→ **Your objective**:
Repeat the entries. Each one must match exactly.

→ **Record excerpts**:
···

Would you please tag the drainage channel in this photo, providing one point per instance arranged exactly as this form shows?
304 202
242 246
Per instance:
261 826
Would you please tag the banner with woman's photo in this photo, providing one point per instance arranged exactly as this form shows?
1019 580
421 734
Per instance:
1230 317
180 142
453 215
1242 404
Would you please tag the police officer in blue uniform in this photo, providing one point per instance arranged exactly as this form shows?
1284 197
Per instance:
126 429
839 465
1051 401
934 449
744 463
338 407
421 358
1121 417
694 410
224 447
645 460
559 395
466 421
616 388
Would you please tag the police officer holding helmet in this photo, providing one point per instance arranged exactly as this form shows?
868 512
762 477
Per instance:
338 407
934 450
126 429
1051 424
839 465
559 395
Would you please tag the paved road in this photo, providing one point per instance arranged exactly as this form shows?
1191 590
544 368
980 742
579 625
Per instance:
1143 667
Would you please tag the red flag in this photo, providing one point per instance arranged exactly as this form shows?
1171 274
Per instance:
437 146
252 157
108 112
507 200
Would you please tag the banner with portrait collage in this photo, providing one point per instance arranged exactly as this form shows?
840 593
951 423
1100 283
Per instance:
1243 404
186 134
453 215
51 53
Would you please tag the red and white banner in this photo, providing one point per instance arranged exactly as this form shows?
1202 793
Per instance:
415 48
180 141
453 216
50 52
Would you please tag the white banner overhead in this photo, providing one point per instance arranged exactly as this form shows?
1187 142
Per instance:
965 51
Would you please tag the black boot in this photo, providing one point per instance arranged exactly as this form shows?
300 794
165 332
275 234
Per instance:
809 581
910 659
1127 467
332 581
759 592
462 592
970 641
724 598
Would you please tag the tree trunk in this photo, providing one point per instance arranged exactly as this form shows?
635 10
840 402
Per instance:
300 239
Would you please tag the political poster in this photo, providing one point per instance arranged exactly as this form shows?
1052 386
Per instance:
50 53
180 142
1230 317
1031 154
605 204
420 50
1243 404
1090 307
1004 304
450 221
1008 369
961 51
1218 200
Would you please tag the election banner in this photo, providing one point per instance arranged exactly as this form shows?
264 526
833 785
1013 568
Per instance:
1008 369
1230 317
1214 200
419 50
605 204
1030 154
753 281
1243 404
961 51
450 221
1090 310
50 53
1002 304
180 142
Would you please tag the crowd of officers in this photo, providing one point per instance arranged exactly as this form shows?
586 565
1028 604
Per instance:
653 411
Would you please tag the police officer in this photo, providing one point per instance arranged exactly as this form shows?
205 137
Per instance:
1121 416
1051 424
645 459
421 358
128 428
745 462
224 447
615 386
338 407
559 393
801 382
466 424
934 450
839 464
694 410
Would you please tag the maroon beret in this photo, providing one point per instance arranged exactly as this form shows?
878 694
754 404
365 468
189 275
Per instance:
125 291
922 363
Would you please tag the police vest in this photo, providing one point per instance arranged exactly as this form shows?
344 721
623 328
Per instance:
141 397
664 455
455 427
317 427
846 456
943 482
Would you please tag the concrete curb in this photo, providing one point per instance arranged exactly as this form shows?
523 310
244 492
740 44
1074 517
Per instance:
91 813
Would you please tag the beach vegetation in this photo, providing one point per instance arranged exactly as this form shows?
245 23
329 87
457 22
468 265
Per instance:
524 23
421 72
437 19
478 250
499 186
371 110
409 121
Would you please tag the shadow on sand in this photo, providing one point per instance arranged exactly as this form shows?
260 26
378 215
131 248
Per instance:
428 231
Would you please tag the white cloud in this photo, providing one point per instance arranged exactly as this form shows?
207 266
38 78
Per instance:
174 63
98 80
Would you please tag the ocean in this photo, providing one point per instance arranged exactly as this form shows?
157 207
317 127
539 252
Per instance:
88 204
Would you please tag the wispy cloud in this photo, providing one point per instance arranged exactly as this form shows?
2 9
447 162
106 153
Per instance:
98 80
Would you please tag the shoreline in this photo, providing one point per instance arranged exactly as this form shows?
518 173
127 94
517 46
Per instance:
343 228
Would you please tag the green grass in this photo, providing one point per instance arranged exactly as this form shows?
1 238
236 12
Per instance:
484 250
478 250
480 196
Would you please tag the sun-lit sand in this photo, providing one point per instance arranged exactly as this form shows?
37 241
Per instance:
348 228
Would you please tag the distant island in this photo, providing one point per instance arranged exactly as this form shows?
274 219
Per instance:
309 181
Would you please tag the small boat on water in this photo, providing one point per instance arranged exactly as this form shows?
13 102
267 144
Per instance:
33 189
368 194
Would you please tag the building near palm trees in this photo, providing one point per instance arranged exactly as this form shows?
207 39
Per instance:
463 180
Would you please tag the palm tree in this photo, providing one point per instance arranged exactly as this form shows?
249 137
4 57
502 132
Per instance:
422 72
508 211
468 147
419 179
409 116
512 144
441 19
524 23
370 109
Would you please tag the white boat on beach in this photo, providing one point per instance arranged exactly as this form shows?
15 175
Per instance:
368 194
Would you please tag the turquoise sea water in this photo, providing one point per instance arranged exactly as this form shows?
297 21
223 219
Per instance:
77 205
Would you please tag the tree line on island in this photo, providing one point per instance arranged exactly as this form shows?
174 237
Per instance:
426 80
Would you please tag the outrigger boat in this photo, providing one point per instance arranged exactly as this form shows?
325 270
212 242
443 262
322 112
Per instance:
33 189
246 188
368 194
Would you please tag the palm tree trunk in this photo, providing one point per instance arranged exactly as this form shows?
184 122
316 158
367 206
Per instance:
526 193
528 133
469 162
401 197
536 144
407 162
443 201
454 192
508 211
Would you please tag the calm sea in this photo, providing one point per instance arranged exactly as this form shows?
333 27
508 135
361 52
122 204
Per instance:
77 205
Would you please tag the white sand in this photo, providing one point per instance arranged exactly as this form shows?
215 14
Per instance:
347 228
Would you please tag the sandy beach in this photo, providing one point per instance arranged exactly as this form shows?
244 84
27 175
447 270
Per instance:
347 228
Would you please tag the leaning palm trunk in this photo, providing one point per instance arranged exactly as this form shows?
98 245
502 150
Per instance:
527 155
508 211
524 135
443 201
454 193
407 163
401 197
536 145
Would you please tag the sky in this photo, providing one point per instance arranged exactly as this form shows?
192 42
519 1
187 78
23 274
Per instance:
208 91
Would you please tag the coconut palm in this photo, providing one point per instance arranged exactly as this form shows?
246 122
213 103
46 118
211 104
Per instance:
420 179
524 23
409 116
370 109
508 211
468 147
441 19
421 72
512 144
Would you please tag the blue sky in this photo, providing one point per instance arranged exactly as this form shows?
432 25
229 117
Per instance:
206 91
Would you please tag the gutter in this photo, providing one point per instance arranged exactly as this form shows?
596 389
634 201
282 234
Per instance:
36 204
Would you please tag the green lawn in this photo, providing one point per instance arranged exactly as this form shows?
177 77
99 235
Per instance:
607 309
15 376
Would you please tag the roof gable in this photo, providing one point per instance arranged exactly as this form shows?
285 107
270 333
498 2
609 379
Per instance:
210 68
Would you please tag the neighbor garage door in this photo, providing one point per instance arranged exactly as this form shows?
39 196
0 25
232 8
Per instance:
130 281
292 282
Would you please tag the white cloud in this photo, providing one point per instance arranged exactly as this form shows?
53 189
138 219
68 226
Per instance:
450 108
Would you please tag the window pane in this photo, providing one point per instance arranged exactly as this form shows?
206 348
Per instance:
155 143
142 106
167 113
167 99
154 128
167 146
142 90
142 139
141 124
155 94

···

→ **Exercise response**:
Would you please tag the drainage channel in this photo, providing one point per instance arranged exactly as this form shows?
304 202
242 246
Per instance:
261 826
Would you please tag the banner with woman's photo in this photo, providing one point per instance arranged exactly as this form shows?
1019 580
421 734
Per instance:
1230 317
180 142
453 215
1242 404
Would you please tag the police officer in blue uniform in this photo, providing one point per instance arranged exactly as this form shows?
1284 197
Per instance:
126 429
839 465
1051 401
934 449
744 463
338 407
421 358
1121 417
694 410
224 447
645 460
559 395
466 421
616 388
Would you please tag the police officer holding helmet in this photo, providing one point per instance arranged exactly as this form shows?
868 512
762 477
Per instance:
338 407
934 450
126 429
1051 424
839 465
559 395
Would you please tag the paved road in this photo, providing one point per instance arranged exactly as this form shows?
1191 590
544 368
980 742
579 625
Per instance:
1143 667
Would you please tag the red flag in this photo, providing one point per instance arranged exactly as this form shows?
1171 274
Per instance:
437 146
252 157
108 112
507 200
Would you please tag the banner with portrait collage in this photo, providing one point per instance arranged exactly as this form shows?
840 593
951 423
1100 283
Per instance:
1243 404
186 134
453 215
51 53
Would you please tag the red and white banner in this photo, providing one point per instance arranged exactly as this form shows?
1202 793
Per instance:
415 48
180 141
453 216
50 52
Would you please tag the white banner overhead in this photo, providing one point per instance arranged exactly as this form shows?
1187 142
Per instance:
965 51
Would you please tag the black boot in this photo, providing one point per instance arranged exactly as this form shows?
300 794
165 332
275 234
Per instance:
809 581
910 659
1127 467
332 581
759 592
462 592
970 641
724 598
Would you please tag the tree trunk in this photo, providing one point per instance arranged exactly as this form shows?
635 10
840 402
Per instance:
300 239
Would you please tag the political poster in this photo, providing one point per instance arranged exactly as this form shows?
1052 386
Per instance:
50 53
180 142
1230 317
1031 154
605 204
420 50
1243 404
1090 307
1004 304
450 221
1008 369
961 51
1218 200
Would you please tag the election banner in this photo, providing one point per instance arranged exactly as this form shows?
264 526
833 785
1013 568
Per instance:
1008 369
1230 317
1214 200
419 50
605 204
1030 154
753 281
1243 404
961 51
450 221
1090 310
50 53
1002 304
180 142
Would you please tag the crowd of officers in this photo, providing one point per instance arranged exactly as this form shows?
586 565
1028 604
Per instance:
653 411
Would you please tag the police officer in this photo, providing one point per instance arranged exactly as this form shows?
205 137
Per instance:
1121 416
1051 424
645 459
421 358
128 428
745 462
224 447
615 386
338 407
559 393
801 382
466 424
934 450
839 464
694 410
Would you please tag the maroon beret in this photo, providing one point per instance arranged exactly as this form shows?
878 694
754 404
365 468
189 275
Per instance:
125 291
922 363
Would you please tag the police vest in this photo, providing one point per instance arranged exactly as this form shows?
344 721
623 328
Per instance:
141 397
664 455
455 427
317 427
846 456
943 482
Would you please tag the concrete curb in this photo, providing one point per instance arranged exactly as this form shows?
523 310
244 492
740 44
1074 517
Per instance:
91 813
Would you please tag the beach vegetation in this photo, providing one point per instance arranged exactly as this form shows?
245 23
329 87
457 22
468 265
Per instance:
524 23
421 72
437 19
478 250
499 186
371 110
409 121
Would you please tag the shadow on sand in this photo, providing one point per instance arranged exactly as this form shows?
260 26
378 215
131 248
Per instance:
428 231
Would you please tag the white cloud in this photo, providing one point per instance arranged exactly as this form shows?
207 266
38 78
Per instance:
174 63
98 80
Would you please tag the ocean in this photo, providing one point per instance arranged exactly as this form shows?
157 207
317 127
539 252
Per instance:
88 204
Would you please tag the wispy cloud in this photo, providing one point per instance arranged exactly as this form shows?
2 9
447 162
106 153
Per instance:
98 80
Would you please tag the shoreline in this photo, providing one point per instance arranged exactly as this form shows?
518 173
127 94
517 46
Per instance:
343 228
Would you please tag the green grass in this photo, providing one point per instance arranged exactly as this form shows?
1 238
236 12
Per instance:
484 250
478 250
480 196
Would you please tag the sun-lit sand in this photo, providing one point per instance arranged exactly as this form shows?
37 241
Per instance:
348 228
Would you please tag the distant island in this photo, providing one point per instance arranged exactly as this form shows?
274 219
Per instance:
309 181
Would you please tag the small boat on water in this photo, providing one point per instance arranged exactly as this form shows?
13 102
267 144
Per instance:
33 189
368 194
Would you please tag the building near palm trees in this photo, providing one point per instance arranged exactly as this form shows?
207 39
Per instance:
463 180
Would you please tag the palm tree in this photo, providing one point per instance arranged exactly as this form shows?
249 137
4 57
502 132
Per instance:
422 72
508 211
468 147
419 179
409 116
512 144
441 19
524 23
370 109
Would you please tag the white boat on beach in this photo, providing one point per instance arranged exactly as this form shows?
15 175
Per instance:
368 194
Would you please tag the turquoise sea water in this photo, providing one point per instance arranged exactly as this form shows?
297 21
223 219
Per instance:
77 205
Would you please tag the tree line on island in this photo, providing one point per instance arranged exactly as this form shows?
174 237
Per instance:
426 80
Would you please tag the outrigger boat in this photo, providing one point per instance arranged exactly as this form shows?
325 270
212 242
443 262
322 112
Per instance:
33 189
246 188
368 194
Would you please tag the palm tree trunk in this photo, providing one point per instance arranged exactly as this form shows?
184 122
316 158
367 206
Per instance:
526 193
528 133
469 162
401 197
536 144
407 162
443 201
454 192
508 211
Would you please tag the calm sea in this photo, providing one point per instance arranged exactly as this form shows?
333 27
508 135
361 52
122 204
Per instance:
77 205
Would you please tag the white sand in this photo, providing one point per instance arranged exactly as this form shows?
215 14
Per instance:
347 228
Would you please tag the sandy beach in this photo, providing one point per instance arranged exactly as this form shows?
244 84
27 175
447 270
Per instance:
347 228
Would you please tag the leaning palm trunk in this photo, providing one point per instance arranged exactly as this form shows?
98 245
502 150
Per instance:
527 155
508 211
524 135
443 201
454 193
407 163
401 197
536 145
Would you please tag the sky in this photo, providing one point per instance arranged exactly as this form shows?
192 42
519 1
187 78
23 274
Per instance:
208 91
Would you please tag the coconut palm in this photo, providing one point per instance arranged exactly as this form shows?
246 122
213 103
46 118
211 104
Per instance:
420 179
524 23
409 116
370 109
508 211
468 147
441 19
421 72
512 144
Would you please tag the blue sky in this photo, providing one point per instance arranged exactly as this form shows?
432 25
229 117
Per instance:
206 91
Would you please tag the gutter in this photo, providing one point per instance arranged exactly as this form shows?
596 389
634 201
282 234
Per instance:
36 204
Would you please tag the green lawn in this photo, providing one point per instance arranged exactly as this form shows?
177 77
99 235
Per instance:
607 309
15 376
Would you please tag the roof gable in this photo, providing one point per instance arranged exactly as this form shows?
285 107
270 333
498 2
609 379
Per instance:
210 68
Would you please tag the neighbor garage door in this photo, providing one point per instance arranged exactly as this form shows?
39 196
0 25
232 8
Per instance:
130 281
292 282
Would you please tag the white cloud in this photo, providing one point per instance arranged exactly as this form shows?
53 189
138 219
68 226
Per instance:
450 108
Would you please tag the window pane in this photo, providing one point per instance arranged exactly as this form shows?
206 348
Per instance:
155 143
142 106
167 113
167 99
154 128
167 146
142 90
142 139
141 124
155 94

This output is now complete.